▶ [PROVIDED MATERIAL]
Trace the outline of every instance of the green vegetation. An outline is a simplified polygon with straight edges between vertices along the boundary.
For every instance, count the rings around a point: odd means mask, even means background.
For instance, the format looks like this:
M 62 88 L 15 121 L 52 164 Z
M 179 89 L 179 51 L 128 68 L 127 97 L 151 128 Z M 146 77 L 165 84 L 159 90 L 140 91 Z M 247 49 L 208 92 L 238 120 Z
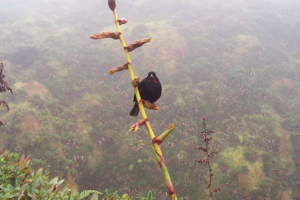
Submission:
M 100 1 L 0 1 L 0 62 L 14 91 L 0 94 L 10 108 L 0 110 L 0 147 L 78 191 L 89 180 L 98 191 L 167 199 L 144 127 L 126 132 L 137 119 L 128 72 L 106 73 L 125 62 L 123 50 L 88 38 L 115 29 Z M 136 75 L 151 69 L 162 83 L 160 110 L 147 113 L 154 131 L 178 125 L 161 145 L 176 194 L 209 195 L 207 169 L 194 161 L 203 113 L 217 133 L 211 147 L 223 152 L 212 167 L 214 198 L 299 199 L 298 2 L 119 1 L 126 44 L 152 38 L 131 59 Z
M 64 179 L 58 180 L 57 177 L 51 180 L 49 173 L 42 174 L 43 168 L 36 173 L 29 165 L 30 156 L 26 158 L 20 153 L 0 151 L 0 198 L 1 199 L 36 199 L 97 200 L 98 194 L 102 200 L 134 200 L 137 197 L 129 197 L 127 194 L 120 196 L 115 192 L 109 193 L 107 190 L 102 193 L 94 190 L 83 190 L 80 193 L 75 188 L 64 186 Z M 146 197 L 142 200 L 154 200 L 150 190 Z

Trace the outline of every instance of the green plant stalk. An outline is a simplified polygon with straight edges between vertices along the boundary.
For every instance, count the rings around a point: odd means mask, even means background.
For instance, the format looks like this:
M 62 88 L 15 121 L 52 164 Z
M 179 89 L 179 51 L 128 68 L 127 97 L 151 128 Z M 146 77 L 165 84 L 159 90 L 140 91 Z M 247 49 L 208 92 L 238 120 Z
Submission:
M 112 11 L 112 13 L 113 14 L 113 16 L 115 18 L 115 23 L 117 26 L 117 31 L 121 32 L 120 25 L 117 21 L 118 19 L 118 17 L 117 17 L 117 14 L 116 12 L 116 10 L 114 10 Z M 131 80 L 132 80 L 134 78 L 134 73 L 133 70 L 132 69 L 132 67 L 131 65 L 131 60 L 130 59 L 130 56 L 129 55 L 129 53 L 128 50 L 125 48 L 126 47 L 126 45 L 125 44 L 124 40 L 122 36 L 122 33 L 120 35 L 119 39 L 121 42 L 121 44 L 122 44 L 122 45 L 123 47 L 123 48 L 124 48 L 124 51 L 125 52 L 125 55 L 126 56 L 126 60 L 130 63 L 128 64 L 128 70 L 129 71 L 130 77 L 131 77 Z M 145 112 L 144 107 L 143 106 L 142 102 L 140 102 L 140 100 L 141 100 L 141 96 L 140 94 L 139 89 L 137 87 L 134 86 L 134 92 L 136 97 L 136 100 L 137 102 L 139 102 L 138 103 L 139 107 L 140 108 L 140 110 L 141 112 L 141 114 L 142 115 L 142 117 L 143 119 L 146 119 L 147 118 L 147 117 L 146 115 L 146 113 Z M 146 128 L 147 129 L 147 131 L 148 131 L 148 133 L 150 136 L 151 140 L 153 140 L 155 137 L 155 135 L 154 135 L 154 133 L 153 132 L 153 130 L 152 130 L 151 126 L 150 126 L 150 123 L 149 123 L 148 120 L 147 120 L 146 122 L 145 125 L 146 127 Z M 176 196 L 175 191 L 173 187 L 171 178 L 170 177 L 170 175 L 169 174 L 168 169 L 166 165 L 166 162 L 165 162 L 164 159 L 164 157 L 163 156 L 162 153 L 161 152 L 161 150 L 160 150 L 160 147 L 159 146 L 159 144 L 157 142 L 154 142 L 153 143 L 153 145 L 152 144 L 152 147 L 153 147 L 152 148 L 153 148 L 153 150 L 155 152 L 154 153 L 156 156 L 156 158 L 160 166 L 160 168 L 161 169 L 162 172 L 164 175 L 164 178 L 166 184 L 170 197 L 171 200 L 177 200 L 177 197 Z

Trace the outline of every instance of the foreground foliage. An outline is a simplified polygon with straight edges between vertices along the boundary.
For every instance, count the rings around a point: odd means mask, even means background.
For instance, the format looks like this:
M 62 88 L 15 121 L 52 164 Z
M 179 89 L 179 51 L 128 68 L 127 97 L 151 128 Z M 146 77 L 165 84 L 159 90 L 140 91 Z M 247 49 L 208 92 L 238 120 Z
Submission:
M 97 200 L 101 194 L 104 200 L 134 200 L 137 197 L 130 197 L 125 194 L 120 196 L 115 192 L 105 193 L 94 190 L 85 190 L 80 193 L 74 189 L 70 189 L 63 184 L 64 179 L 58 180 L 56 177 L 50 180 L 47 175 L 43 174 L 42 168 L 36 173 L 29 165 L 30 156 L 19 153 L 0 151 L 0 199 L 64 199 Z M 143 200 L 153 200 L 152 192 L 149 191 Z

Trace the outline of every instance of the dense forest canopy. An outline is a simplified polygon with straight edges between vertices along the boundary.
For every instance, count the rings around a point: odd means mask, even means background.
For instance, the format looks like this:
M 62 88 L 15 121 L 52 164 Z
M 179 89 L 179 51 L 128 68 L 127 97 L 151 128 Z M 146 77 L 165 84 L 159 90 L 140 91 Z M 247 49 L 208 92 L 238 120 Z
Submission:
M 136 75 L 154 71 L 162 86 L 157 134 L 178 125 L 161 148 L 177 195 L 206 199 L 201 114 L 211 146 L 216 199 L 298 199 L 300 194 L 300 4 L 298 1 L 117 1 Z M 134 92 L 118 41 L 88 37 L 115 31 L 104 0 L 0 1 L 0 62 L 14 90 L 0 94 L 0 147 L 32 156 L 36 169 L 70 187 L 167 199 L 142 127 L 127 133 Z M 167 8 L 167 9 L 166 9 Z

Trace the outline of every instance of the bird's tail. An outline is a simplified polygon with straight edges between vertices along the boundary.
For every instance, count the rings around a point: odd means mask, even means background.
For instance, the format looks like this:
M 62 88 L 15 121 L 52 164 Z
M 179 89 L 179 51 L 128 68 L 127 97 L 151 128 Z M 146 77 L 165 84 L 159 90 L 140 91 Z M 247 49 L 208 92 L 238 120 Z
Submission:
M 133 106 L 132 109 L 129 114 L 130 116 L 137 116 L 139 114 L 139 112 L 140 112 L 140 108 L 139 108 L 139 105 L 136 102 L 134 104 L 134 105 Z

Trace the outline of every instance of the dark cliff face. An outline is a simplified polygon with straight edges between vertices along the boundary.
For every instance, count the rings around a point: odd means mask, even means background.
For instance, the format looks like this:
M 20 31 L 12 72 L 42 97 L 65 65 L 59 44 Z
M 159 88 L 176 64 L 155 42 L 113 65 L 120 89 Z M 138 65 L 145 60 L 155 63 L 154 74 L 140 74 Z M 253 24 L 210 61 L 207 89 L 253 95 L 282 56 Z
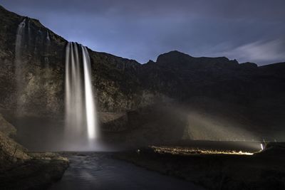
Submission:
M 26 27 L 29 26 L 30 36 L 23 45 L 23 87 L 17 97 L 15 41 L 18 26 L 24 19 L 0 6 L 1 110 L 14 112 L 21 101 L 23 115 L 63 116 L 67 41 L 29 18 L 26 18 Z M 210 121 L 223 118 L 209 126 L 239 123 L 262 135 L 269 130 L 284 132 L 285 63 L 257 67 L 225 57 L 195 58 L 175 51 L 159 56 L 156 62 L 141 65 L 105 53 L 88 52 L 100 120 L 108 124 L 106 130 L 128 131 L 128 137 L 147 132 L 145 138 L 154 139 L 157 129 L 165 126 L 165 134 L 160 136 L 169 137 L 167 131 L 179 126 L 176 140 L 183 137 L 219 138 L 197 134 L 207 125 L 197 118 L 207 117 Z M 161 104 L 167 111 L 157 108 Z M 154 105 L 155 108 L 150 108 Z M 175 113 L 172 120 L 177 123 L 170 126 L 172 122 L 165 123 L 160 115 L 168 120 L 172 111 Z

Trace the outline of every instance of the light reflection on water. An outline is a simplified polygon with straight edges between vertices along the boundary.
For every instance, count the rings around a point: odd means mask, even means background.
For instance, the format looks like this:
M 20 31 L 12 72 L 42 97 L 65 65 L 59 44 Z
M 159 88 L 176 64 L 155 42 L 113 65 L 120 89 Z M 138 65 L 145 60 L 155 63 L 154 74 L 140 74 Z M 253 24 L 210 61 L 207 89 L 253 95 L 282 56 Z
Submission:
M 191 182 L 112 159 L 106 153 L 84 154 L 69 157 L 69 168 L 50 189 L 202 189 Z

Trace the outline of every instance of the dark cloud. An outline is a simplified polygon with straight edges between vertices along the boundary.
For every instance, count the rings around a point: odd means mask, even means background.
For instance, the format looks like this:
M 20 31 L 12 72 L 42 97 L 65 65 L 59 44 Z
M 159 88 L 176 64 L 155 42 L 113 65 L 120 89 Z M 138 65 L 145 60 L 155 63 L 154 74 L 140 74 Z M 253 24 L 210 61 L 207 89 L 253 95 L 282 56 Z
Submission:
M 145 63 L 166 51 L 285 60 L 284 0 L 2 0 L 69 41 Z M 284 55 L 284 56 L 283 56 Z

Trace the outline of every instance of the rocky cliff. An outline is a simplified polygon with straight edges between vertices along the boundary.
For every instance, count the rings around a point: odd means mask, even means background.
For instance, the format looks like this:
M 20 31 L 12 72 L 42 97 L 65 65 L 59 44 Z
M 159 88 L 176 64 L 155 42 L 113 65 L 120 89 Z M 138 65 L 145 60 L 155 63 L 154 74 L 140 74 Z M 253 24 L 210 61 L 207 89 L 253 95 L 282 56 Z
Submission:
M 26 31 L 21 73 L 16 75 L 15 43 L 21 22 Z M 38 20 L 0 6 L 2 112 L 63 117 L 66 43 Z M 173 140 L 274 139 L 284 133 L 285 63 L 258 67 L 175 51 L 140 64 L 90 49 L 88 53 L 102 129 L 121 132 L 105 134 L 112 139 L 135 141 L 142 133 L 144 139 L 157 141 L 171 134 L 175 134 Z

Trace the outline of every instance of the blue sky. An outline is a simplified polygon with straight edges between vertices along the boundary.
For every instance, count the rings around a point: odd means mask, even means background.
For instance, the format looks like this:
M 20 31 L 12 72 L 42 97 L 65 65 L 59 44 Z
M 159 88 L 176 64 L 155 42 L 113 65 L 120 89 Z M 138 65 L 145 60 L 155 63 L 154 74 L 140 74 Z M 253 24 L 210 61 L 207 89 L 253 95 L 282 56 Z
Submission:
M 177 50 L 264 65 L 285 61 L 284 0 L 1 0 L 57 34 L 141 63 Z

▶ [WRITTEN TASK]
Starting at the line that contains "Trace the outline of every instance of the dark cloud." and ending at the last line of the records, put each line into a JSON list as its own string, skipping blank lines.

▶ [WRITTEN ANSWER]
[
  "Trace the outline of every instance of the dark cloud. An outline is a simplified polygon with straight edges between vertices along the boundary.",
  "For every instance, count the rings around a point: odd means mask, even means background.",
  "For instance, the format looks like this:",
  "M 20 31 L 12 72 L 42 97 L 65 65 L 59 44 Z",
  "M 159 88 L 176 64 L 155 42 L 113 65 L 120 89 Z M 138 65 L 145 60 L 155 63 L 154 74 L 140 74 Z M 253 24 L 210 61 L 207 89 L 253 95 L 282 56 Z",
  "Submission:",
  "M 145 63 L 166 51 L 285 60 L 284 0 L 2 0 L 69 41 Z M 284 55 L 284 56 L 283 56 Z",
  "Trace the outline of every instance of the rocky cliff. An outline is a simplified polygon with straight edges between vertices along the boundary.",
  "For every instance, count the rings around a point: odd means mask, even means background.",
  "For instance, the format looks like this:",
  "M 20 31 L 12 72 L 42 97 L 65 65 L 59 44 Z",
  "M 159 88 L 176 64 L 155 42 L 113 65 L 120 89 Z M 138 65 L 145 60 L 155 63 L 154 74 L 140 74 Z M 253 24 L 210 61 L 207 89 L 253 95 L 282 56 Z",
  "Submission:",
  "M 26 31 L 21 73 L 16 75 L 15 43 L 21 22 Z M 38 20 L 0 6 L 2 112 L 63 117 L 66 43 Z M 173 140 L 274 139 L 284 133 L 285 63 L 258 67 L 175 51 L 140 64 L 90 49 L 88 53 L 102 129 L 121 132 L 105 134 L 112 139 L 135 141 L 142 133 L 144 139 L 157 141 L 171 134 L 175 134 Z",
  "Trace the outline of every instance of the blue sky. An outline is a simplified polygon with straight edges between vertices along the boundary.",
  "For every instance, count the rings around a point: odd means mask, even means background.",
  "For instance, the format looks like this:",
  "M 20 31 L 12 72 L 42 97 L 65 65 L 59 44 Z",
  "M 159 88 L 176 64 L 155 42 L 113 65 L 120 89 Z M 138 65 L 145 60 L 155 63 L 154 74 L 140 74 Z M 253 24 L 210 61 L 207 89 L 253 95 L 282 56 Z",
  "Submission:",
  "M 177 50 L 264 65 L 285 61 L 284 0 L 1 0 L 57 34 L 141 63 Z"
]